## What to work on:
Arrange all of the rows below as a numbered list, skipping any blank lines and leaving out the pictures.
********
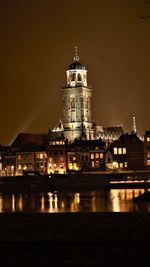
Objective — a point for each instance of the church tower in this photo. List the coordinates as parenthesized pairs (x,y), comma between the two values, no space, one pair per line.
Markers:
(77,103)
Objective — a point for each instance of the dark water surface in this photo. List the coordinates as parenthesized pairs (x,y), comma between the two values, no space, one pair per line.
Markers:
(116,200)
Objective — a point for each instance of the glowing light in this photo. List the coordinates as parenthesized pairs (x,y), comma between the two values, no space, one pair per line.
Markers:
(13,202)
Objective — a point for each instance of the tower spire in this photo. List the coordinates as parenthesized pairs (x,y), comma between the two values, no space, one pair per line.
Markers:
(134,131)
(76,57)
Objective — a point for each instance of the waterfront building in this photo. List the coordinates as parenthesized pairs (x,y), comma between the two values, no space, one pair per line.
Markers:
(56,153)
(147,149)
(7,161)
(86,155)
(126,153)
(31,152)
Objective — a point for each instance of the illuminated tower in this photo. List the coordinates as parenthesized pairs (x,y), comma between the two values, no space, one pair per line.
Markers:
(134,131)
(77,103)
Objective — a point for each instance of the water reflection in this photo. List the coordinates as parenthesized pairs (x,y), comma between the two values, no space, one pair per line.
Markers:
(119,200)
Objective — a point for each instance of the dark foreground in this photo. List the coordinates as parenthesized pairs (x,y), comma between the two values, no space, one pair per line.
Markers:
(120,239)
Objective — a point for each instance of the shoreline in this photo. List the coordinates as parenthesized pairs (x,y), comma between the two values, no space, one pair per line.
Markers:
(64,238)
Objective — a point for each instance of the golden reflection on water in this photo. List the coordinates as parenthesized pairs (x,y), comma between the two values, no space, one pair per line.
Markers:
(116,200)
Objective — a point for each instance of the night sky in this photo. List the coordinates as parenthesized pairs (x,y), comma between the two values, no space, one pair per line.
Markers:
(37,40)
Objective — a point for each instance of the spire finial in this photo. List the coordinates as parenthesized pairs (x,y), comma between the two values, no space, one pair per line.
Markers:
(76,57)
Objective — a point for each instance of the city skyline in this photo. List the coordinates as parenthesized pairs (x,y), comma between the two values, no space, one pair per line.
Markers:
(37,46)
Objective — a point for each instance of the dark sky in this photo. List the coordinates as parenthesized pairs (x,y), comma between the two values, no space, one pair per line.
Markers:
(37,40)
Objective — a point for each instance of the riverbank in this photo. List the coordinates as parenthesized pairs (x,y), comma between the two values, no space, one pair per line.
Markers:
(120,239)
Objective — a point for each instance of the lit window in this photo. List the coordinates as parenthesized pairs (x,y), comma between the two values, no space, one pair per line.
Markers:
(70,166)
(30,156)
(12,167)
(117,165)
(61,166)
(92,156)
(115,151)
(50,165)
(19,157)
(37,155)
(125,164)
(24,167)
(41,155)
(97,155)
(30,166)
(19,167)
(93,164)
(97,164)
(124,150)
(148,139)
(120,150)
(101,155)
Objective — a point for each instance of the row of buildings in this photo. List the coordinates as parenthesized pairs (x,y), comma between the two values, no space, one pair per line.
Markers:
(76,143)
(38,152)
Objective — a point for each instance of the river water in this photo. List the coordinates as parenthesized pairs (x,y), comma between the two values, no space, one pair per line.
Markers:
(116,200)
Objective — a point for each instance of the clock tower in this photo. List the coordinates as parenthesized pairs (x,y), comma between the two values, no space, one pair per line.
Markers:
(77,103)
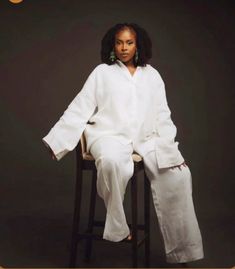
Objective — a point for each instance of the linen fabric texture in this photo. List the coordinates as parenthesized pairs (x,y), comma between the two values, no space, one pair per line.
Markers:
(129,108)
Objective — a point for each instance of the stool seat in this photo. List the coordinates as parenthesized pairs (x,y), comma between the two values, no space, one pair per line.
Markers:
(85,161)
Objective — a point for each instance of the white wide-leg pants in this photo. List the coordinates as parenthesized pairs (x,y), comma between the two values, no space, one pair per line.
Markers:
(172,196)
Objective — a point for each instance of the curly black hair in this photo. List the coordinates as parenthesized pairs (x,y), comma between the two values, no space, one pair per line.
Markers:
********
## Answer in full:
1. Objective — a point for each instance of the church tower in this photo. List the coordinates as parenthesized pairs (x,y), comma between the two values, no space, one pair per line.
2. Markers:
3. (77,103)
4. Objective — a point for each instance of the dark water surface in this photo. List the coordinates as parenthesized pairs (x,y), comma between the two values, no space, one pair per line.
5. Markers:
6. (116,200)
7. Objective — a point for each instance of the glowing light in this photo. List the coordinates as parenthesized pairs (x,y), comma between the two values, no space, one pair per line.
8. Markers:
9. (13,202)
10. Objective — a point for each instance of the tower spire in this photo. List the coordinates as parenthesized pairs (x,y), comma between the two values, no space, one pair per line.
11. Markers:
12. (134,131)
13. (76,57)
14. Objective — a point for each instance of the waterfront building in this photo. List the coordinates as parenthesized pairs (x,y), comma between the two values, no space, one pair per line.
15. Markers:
16. (56,153)
17. (147,149)
18. (7,161)
19. (86,155)
20. (126,153)
21. (31,152)
22. Objective — a point for each instance of the illuminated tower in this photo. List the coordinates as parenthesized pairs (x,y), comma between the two values, no space, one pair per line.
23. Markers:
24. (134,131)
25. (77,103)
26. Objective — a point for each instance of the water reflection in this photo. List the coordinates as parenthesized pairs (x,y), comma between the two values, no space, one pair per line.
27. Markers:
28. (119,200)
29. Objective — a point for each instance of the dark foreground in this photo. List the coordinates as parenthesized pairs (x,y), comma between the two values, no space, one pair per line.
30. Markers:
31. (120,239)
32. Objective — a point for each instance of the shoreline in this photo. List the coordinates as parenthesized pairs (x,y), comma between the two values, no space, one pair per line.
33. Markers:
34. (64,238)
35. Objective — a point for each instance of the golden reflection on water in this photo. List the coordinates as parenthesized pairs (x,y), comma between the two values, no space, one pair per line.
36. Markers:
37. (116,200)
38. Objective — a point for each instance of the night sky in this photo. List the coordinates as parenthesized pairs (x,y), comma between the two values, no space, one pair per line.
39. Markers:
40. (37,40)
41. Objective — a point for each instance of the spire finial in this photo. List the coordinates as parenthesized pairs (x,y), comma between the two values, no space, one pair per line.
42. Markers:
43. (76,57)
44. Objective — a point for each instance of the city skyline in this photo. List the coordinates as parenthesized pairs (x,y), comma between the two values, no space, one pair per line.
45. Markers:
46. (37,46)
47. Objective — a point for each instance of the dark sky in this photo. List the coordinates as parenthesized pairs (x,y), comma between the two values, no space, one pair per line.
48. Markers:
49. (37,40)
50. Objective — a point for each instance of the riverbank in this photo. List the coordinates as parenthesized pairs (x,y), comma between the two values, no space, one pair per line.
51. Markers:
52. (120,239)
53. Objective — a point for each instance of the lit window in this photo. List the coordinates as parenthesized pairs (x,y), comma between the two values, no space, one pair per line.
54. Markers:
55. (70,166)
56. (30,156)
57. (12,167)
58. (117,165)
59. (61,166)
60. (92,156)
61. (115,151)
62. (50,165)
63. (19,157)
64. (37,155)
65. (125,164)
66. (24,167)
67. (41,155)
68. (97,155)
69. (30,166)
70. (19,167)
71. (93,164)
72. (97,164)
73. (124,150)
74. (148,139)
75. (120,150)
76. (101,155)
77. Objective — a point for each instance of the row of buildings in this photo. List the coordinates as parenthesized pairs (x,y), comma between the two values, no space, one pair per line.
78. Markers:
79. (76,143)
80. (38,152)
81. Objective — a point for each instance of the river water in this photo. List the coordinates as parenthesized pairs (x,y), comma between the two values, no space, one pair per line.
82. Markers:
83. (116,200)
84. Objective — a point for each instance of the clock tower in this photo. List the coordinates as parenthesized pairs (x,y), comma between the two values, no space, one pair per line.
85. Markers:
86. (77,103)
87. Objective — a point for each instance of the linen fabric texture in this photo. List the coordinates as parenthesized pairs (x,y), comma between the two values, no space, one pair per line.
88. Markers:
89. (129,108)
90. Objective — a point for each instance of the stool seat in this photo. List the coordinates as parenthesized pairs (x,y), comma between the two values, no space, one pair per line.
91. Markers:
92. (85,161)
93. Objective — a point for each instance of the white wide-leg pants in this photo. List the coordinates as parenthesized pairs (x,y), comma between the two values, no space, one pair per line.
94. Markers:
95. (172,196)
96. Objective — a point for each instance of the curly black hair in this photo. List the coordinates as parenthesized pairs (x,y), comma between the two values, no space, one pair per line.
97. Markers:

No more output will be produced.